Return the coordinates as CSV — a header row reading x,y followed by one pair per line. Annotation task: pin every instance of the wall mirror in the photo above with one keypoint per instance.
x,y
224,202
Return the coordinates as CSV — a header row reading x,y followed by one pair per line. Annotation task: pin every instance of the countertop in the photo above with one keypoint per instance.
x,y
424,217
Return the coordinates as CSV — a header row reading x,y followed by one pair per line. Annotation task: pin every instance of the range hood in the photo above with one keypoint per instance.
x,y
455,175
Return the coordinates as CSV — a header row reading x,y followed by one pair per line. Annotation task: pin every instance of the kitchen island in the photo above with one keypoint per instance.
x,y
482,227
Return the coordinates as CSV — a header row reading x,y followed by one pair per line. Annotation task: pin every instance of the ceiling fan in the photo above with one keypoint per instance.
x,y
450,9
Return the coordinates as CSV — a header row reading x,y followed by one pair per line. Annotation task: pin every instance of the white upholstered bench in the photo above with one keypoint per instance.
####################
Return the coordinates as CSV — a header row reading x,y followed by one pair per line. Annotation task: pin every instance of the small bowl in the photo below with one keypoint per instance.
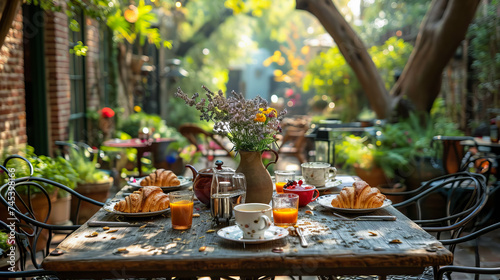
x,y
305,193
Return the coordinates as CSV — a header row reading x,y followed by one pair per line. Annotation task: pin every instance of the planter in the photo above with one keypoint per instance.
####################
* WORK REQUEST
When the line with "of the kitchen" is reached in the data above, start copying there, and copy each line exactly until the line with "of the white" has been copied; copy nothing else.

* ANSWER AREA
Return the coordinates as CSV — a header row reading x,y followed by one pair per line. Annotation task: pin every instance of the kitchen island in the photo above with one keypoint per instance.
x,y
482,227
Return the coordinates as CSV — a header row reading x,y followed by one pair per line. Annotation task: pin every instance of the ceiling fan in the photo above with one keypoint per instance.
x,y
450,9
Return the coordinates as CSV — a header row reading x,y followed by one pair per line. Annotation task: pin every instance of the white upholstered bench in the photo above with one keypoint per instance.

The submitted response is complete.